Switch "instance" to "occurrence" everywhere in the data below and write all of it out again with nothing else changed. Leave the pictures out.

> **RECORDS**:
══════════════════════════════
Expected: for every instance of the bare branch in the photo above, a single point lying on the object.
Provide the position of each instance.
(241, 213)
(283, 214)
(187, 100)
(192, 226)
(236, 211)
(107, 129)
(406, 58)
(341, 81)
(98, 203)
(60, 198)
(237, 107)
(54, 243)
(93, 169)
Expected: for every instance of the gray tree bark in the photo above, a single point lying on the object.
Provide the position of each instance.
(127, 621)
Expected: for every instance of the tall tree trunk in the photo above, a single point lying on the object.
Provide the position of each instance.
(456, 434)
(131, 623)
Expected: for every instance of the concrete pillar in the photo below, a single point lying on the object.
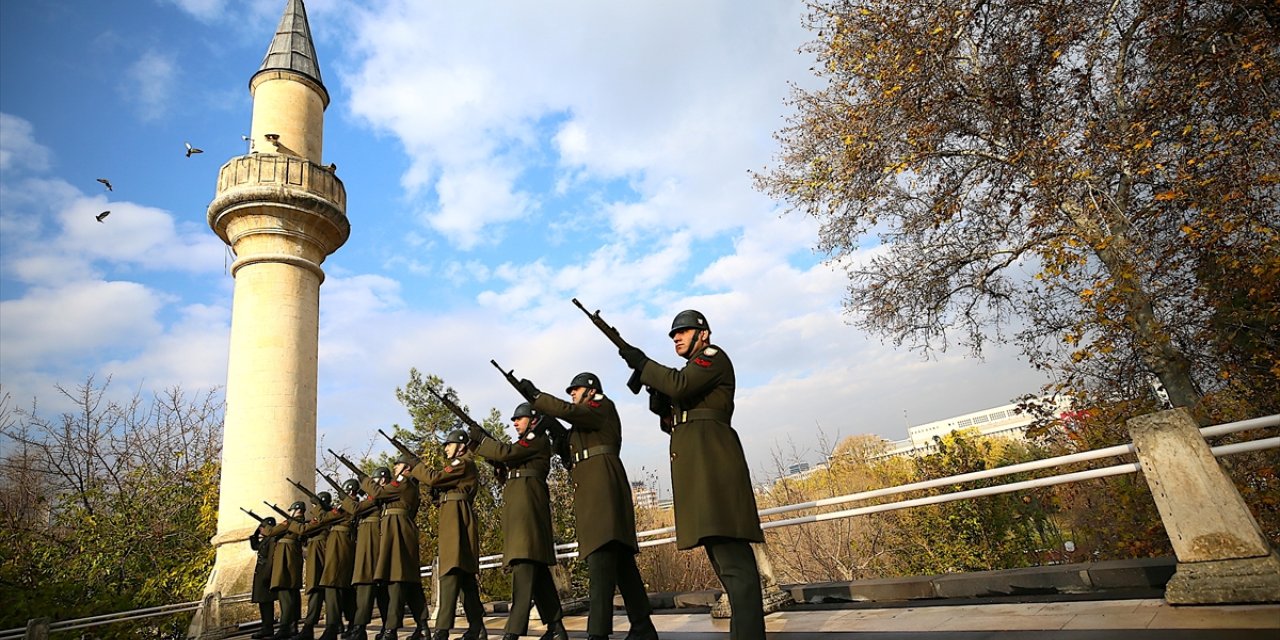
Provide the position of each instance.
(1223, 556)
(282, 213)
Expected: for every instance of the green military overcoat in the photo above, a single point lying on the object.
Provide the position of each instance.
(456, 484)
(602, 494)
(312, 535)
(339, 548)
(526, 503)
(398, 552)
(287, 557)
(709, 479)
(368, 535)
(265, 548)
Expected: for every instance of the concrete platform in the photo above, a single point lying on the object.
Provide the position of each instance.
(1047, 620)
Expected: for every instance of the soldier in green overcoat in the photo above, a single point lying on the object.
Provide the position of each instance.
(529, 545)
(339, 556)
(312, 533)
(287, 571)
(364, 570)
(400, 556)
(711, 483)
(602, 504)
(455, 490)
(261, 594)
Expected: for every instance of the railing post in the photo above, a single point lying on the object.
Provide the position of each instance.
(1223, 556)
(37, 629)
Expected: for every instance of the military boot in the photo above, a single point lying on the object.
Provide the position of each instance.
(286, 632)
(556, 631)
(643, 631)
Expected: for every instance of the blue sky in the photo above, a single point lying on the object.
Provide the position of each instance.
(499, 160)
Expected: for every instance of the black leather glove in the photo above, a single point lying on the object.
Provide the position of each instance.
(635, 357)
(528, 389)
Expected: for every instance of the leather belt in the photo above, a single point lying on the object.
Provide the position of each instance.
(700, 414)
(604, 449)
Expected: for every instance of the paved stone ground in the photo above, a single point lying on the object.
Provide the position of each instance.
(1083, 620)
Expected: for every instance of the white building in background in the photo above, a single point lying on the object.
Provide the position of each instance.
(643, 496)
(1002, 421)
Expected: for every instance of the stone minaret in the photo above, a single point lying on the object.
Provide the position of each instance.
(282, 211)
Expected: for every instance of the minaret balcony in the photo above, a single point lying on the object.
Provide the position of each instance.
(257, 192)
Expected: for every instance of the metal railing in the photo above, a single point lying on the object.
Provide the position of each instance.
(570, 549)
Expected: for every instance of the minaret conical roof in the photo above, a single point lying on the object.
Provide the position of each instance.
(292, 48)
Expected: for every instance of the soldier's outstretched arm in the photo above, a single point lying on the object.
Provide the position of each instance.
(699, 374)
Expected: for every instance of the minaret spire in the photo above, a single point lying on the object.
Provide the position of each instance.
(292, 48)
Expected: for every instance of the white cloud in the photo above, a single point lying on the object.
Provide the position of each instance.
(18, 147)
(150, 85)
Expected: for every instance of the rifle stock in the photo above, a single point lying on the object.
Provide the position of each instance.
(282, 512)
(360, 474)
(616, 338)
(332, 483)
(315, 498)
(402, 448)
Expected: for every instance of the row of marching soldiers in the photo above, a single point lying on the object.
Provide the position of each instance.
(364, 549)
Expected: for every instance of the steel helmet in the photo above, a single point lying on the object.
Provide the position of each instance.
(585, 379)
(522, 410)
(689, 319)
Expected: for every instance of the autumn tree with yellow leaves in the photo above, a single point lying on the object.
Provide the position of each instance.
(1098, 181)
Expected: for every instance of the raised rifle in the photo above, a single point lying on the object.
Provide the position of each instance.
(282, 512)
(616, 338)
(332, 483)
(498, 467)
(549, 424)
(407, 452)
(360, 474)
(315, 499)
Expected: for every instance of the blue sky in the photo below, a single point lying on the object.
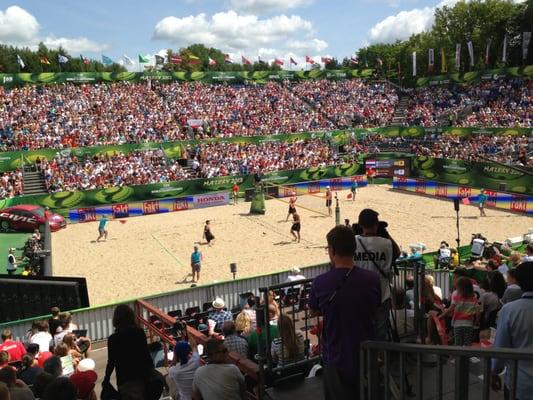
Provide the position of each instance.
(268, 28)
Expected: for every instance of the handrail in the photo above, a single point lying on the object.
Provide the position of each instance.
(248, 367)
(503, 353)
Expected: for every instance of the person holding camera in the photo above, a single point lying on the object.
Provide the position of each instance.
(376, 251)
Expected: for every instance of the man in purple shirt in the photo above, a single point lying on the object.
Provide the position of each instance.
(347, 297)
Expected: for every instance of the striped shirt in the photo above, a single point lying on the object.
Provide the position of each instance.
(465, 310)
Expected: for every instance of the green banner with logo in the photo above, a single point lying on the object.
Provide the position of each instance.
(180, 76)
(62, 201)
(477, 76)
(492, 176)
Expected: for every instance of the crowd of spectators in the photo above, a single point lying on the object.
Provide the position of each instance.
(350, 103)
(220, 159)
(499, 103)
(11, 184)
(51, 363)
(68, 172)
(512, 150)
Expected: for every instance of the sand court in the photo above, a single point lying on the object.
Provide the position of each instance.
(151, 254)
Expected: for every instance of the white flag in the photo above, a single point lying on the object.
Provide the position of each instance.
(504, 54)
(526, 37)
(471, 52)
(431, 59)
(127, 60)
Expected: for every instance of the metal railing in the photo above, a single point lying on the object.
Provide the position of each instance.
(292, 299)
(385, 370)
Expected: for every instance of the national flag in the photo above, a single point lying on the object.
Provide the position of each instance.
(144, 59)
(175, 59)
(526, 38)
(106, 60)
(127, 60)
(20, 62)
(504, 53)
(443, 64)
(487, 52)
(194, 59)
(431, 59)
(470, 47)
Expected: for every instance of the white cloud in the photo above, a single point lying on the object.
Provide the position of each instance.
(234, 32)
(402, 25)
(17, 26)
(74, 45)
(258, 7)
(20, 28)
(308, 46)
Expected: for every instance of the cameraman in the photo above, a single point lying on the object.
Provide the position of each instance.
(376, 251)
══════════════════════════════
> **PROBLEM SOLUTION**:
Expected: for every occurrence of the bare branch in the photo above, a single point lying on the object.
Provide the position of each occurrence.
(241, 213)
(283, 214)
(187, 100)
(192, 226)
(236, 211)
(107, 129)
(406, 58)
(341, 81)
(98, 203)
(60, 198)
(237, 107)
(54, 243)
(93, 169)
Expected: for every occurrence of the gray tree bark in the photo above, a single point lying on the object.
Provide the position of each occurrence.
(127, 621)
Expected: for every occurrence of the tall tree trunk in the photo above, a single point lying on the object.
Provide the position of each occurrence.
(456, 434)
(131, 623)
Expected: for every occurrence of the concrete pillar in the photo below, a single point lying on the object.
Provide the position of each occurrence.
(1223, 556)
(282, 213)
Expected: for every occurrence of the green military overcoat in the photo above, a single point lying on the object.
Provide the position of each occurrence.
(456, 484)
(602, 494)
(312, 535)
(339, 548)
(526, 503)
(398, 552)
(287, 557)
(709, 479)
(368, 535)
(265, 548)
Expected: for every occurrence of the concrete platform in the photo above, a single point lying on the object.
Provide the position of each occurrence.
(1047, 620)
Expected: for every occurrence of the soldier in green overcoat in the photo above, a single point lying on the object.
Provide the position of each occurrence.
(529, 545)
(339, 556)
(312, 533)
(287, 571)
(364, 570)
(400, 556)
(711, 483)
(602, 504)
(455, 490)
(261, 594)
Expected: for every occurrence of the railing post in the photo above, a single point lying on the object.
Provide the position of each occurrence.
(1223, 556)
(37, 629)
Expected: for every occurrence of the military boot in the photo above, a single point lying on the object.
Provide the position of each occurrence.
(286, 632)
(556, 631)
(643, 631)
Expected: for every occurrence of the blue sky in the photo above, a single point lying on the object.
Provide the position of each occurrence.
(499, 160)
Expected: for every occurrence of the black leather glove in the photo above, a single point lying on the object.
Provide the position of each occurrence.
(635, 357)
(528, 389)
Expected: for every occurrence of the leather belt in the photo above, a single point lying on the object.
Provide the position of each occurrence.
(700, 414)
(604, 449)
Expected: for every occurrence of the paved stone ground in the photo above, a single point lying on the object.
Provide the position of each occurrence.
(1083, 620)
Expected: for every occurrence of the white building in background in the photo above, a single point lying on the object.
Provide the position of each occurrence.
(643, 496)
(1002, 421)
Expected: for every occurrence of the stone minaret in the photo above, a single point lying on the object.
Provide the position of each occurrence.
(282, 211)
Expected: for every occurrence of the minaret balcony in the photo above, a single point lying on the object.
Provide the position of each occurrence.
(257, 192)
Expected: for every occurrence of the metal railing in the photo above, a single point lying on the object.
Provide the position of each occurrence.
(570, 549)
Expected: for every occurrence of the minaret conical roof in the photo above, a single point lying on the object.
Provide the position of each occurrence.
(292, 48)
Expected: for every occurrence of the soldier's outstretched arm in the photo above, a single point lying on the object.
Provide the position of each occurrence.
(699, 374)
Expected: for every occurrence of the minaret spire in the photo above, a single point lying on the object.
Provide the position of each occurrence.
(292, 48)
Expected: for every occurrence of the white cloud in the photo above, a single point lying on the object.
Provide the position of each occurrence.
(18, 147)
(150, 85)
Expected: for every occurrence of the rifle stock in the photo above, a single point lying on the object.
Provide the position of each occurrence.
(282, 512)
(360, 474)
(616, 338)
(332, 483)
(315, 498)
(402, 448)
Expected: for every occurrence of the row of marching soldiers in the photo above, a single point lying on the object.
Provide the position of each occurrence.
(364, 549)
Expected: for every occurrence of the steel helmet in the photo above, a single point lying on the object.
Provide the position of each occurrence.
(585, 379)
(522, 410)
(689, 319)
Expected: for every occurrence of the autumn tree with yellow leaves in the photo above, a single point lying on the object.
Provide the position of each occurrence.
(1098, 181)
Expected: for every occurrence of the raised rifle in the photo above, a single point lying on the object.
Provide the position of each occurrence.
(282, 512)
(616, 338)
(332, 483)
(498, 467)
(549, 424)
(407, 452)
(360, 474)
(315, 499)
Expected: for every occurrence of the blue sky in the photo below, a single point lying on the object.
Provide the position of each occurrence.
(268, 28)
Expected: for every occurrence of the handrail in the photo above, a single point lying on the object.
Provide the position of each occurrence.
(248, 367)
(503, 353)
Expected: for every occurrence of the person holding camera in the photo above, a single point lying on the object.
Provide the position of each occurrence.
(376, 251)
Expected: for every occurrence of the man in purple shirt in the photo above, a single point lying on the object.
Provide the position of each occurrence.
(347, 297)
Expected: for every occurrence of the striped shirt in the photo above, a single point lying on the object.
Provide the position of each occurrence.
(465, 310)
Expected: for every occurrence of the green banner with logo in the photo above, a single point lying on the object.
Provide the position of each occurrence.
(180, 76)
(62, 201)
(477, 76)
(492, 176)
Expected: for every occurrence of the crowd of spectators in the photo above, a single point lying on the object.
Provide the position of each occurrence.
(350, 103)
(220, 159)
(499, 103)
(11, 184)
(51, 363)
(68, 172)
(512, 150)
Expected: for every occurrence of the sand court in the photo above, a single point lying on the object.
Provide the position of each occurrence.
(151, 254)
Expected: for every occurrence of the white flag in the photo above, a single point lying on the object.
Provide the position of each occurrence.
(504, 54)
(526, 37)
(471, 52)
(431, 59)
(127, 60)
Expected: for every occurrence of the metal railing in the photo above, a single point lying on the object.
Provide the position of each occurrence.
(292, 299)
(385, 370)
Expected: for every occurrence of the national flag in the photo above, a single point lying on the object.
Provide the position of each occurrence.
(144, 59)
(175, 59)
(526, 38)
(106, 60)
(127, 60)
(20, 62)
(504, 53)
(443, 64)
(487, 52)
(194, 59)
(431, 59)
(470, 47)
Expected: for every occurrence of the white cloud in the photo above, a single point lying on the object.
Provide the position of each occurrence.
(234, 32)
(402, 25)
(17, 26)
(74, 45)
(258, 7)
(20, 28)
(308, 46)
Expected: for every occurrence of the cameraman in the photo above, a single point lying on the object.
Provide the position of each occurrence.
(376, 251)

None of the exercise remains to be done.